▶ _WHAT TO DO_:
Gather every line in the listing below that contains the string "Target", and copy each one out. Case counts.

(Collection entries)
— start —

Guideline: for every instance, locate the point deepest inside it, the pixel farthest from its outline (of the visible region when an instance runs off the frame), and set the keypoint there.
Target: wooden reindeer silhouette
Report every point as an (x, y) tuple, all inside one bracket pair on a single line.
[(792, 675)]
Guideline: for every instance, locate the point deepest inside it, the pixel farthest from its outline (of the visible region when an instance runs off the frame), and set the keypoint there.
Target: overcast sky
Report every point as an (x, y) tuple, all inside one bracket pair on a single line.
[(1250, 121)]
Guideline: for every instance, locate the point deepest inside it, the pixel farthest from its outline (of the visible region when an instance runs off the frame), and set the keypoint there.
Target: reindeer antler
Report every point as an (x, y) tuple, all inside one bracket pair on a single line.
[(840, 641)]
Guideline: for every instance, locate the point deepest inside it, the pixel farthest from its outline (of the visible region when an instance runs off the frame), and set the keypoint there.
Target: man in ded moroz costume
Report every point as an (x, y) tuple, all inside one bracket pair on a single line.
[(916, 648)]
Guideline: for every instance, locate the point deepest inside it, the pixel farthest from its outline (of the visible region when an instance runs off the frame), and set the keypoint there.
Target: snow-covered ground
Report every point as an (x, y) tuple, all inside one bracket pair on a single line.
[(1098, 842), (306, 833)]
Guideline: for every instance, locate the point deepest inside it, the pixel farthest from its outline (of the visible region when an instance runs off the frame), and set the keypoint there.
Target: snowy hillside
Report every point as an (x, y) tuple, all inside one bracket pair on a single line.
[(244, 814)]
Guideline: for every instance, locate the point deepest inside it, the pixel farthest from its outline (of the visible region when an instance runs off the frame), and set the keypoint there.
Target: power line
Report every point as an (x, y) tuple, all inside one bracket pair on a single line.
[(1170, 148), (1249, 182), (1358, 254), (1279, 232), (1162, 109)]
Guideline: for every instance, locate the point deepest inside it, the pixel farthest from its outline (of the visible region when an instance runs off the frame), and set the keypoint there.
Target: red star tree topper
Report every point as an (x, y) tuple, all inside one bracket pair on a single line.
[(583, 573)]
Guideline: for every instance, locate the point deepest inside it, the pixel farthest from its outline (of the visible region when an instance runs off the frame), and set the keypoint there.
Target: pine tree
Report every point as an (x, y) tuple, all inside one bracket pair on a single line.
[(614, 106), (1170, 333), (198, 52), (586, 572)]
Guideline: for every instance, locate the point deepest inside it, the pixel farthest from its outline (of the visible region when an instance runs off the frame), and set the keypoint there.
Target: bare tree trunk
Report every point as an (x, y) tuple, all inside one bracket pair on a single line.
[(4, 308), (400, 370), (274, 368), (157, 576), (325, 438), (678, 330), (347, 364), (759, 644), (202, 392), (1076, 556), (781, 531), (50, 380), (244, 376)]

— end —

▶ _ANSWER FOR THIS EXERCISE_:
Target: wooden reindeer silhouette
Target: overcast sky
Target: reindeer antler
Target: man in ded moroz costume
Target: snow-covered ground
Target: snowy hillside
Target: power line
Target: red star tree topper
Target: pine tree
Target: bare tree trunk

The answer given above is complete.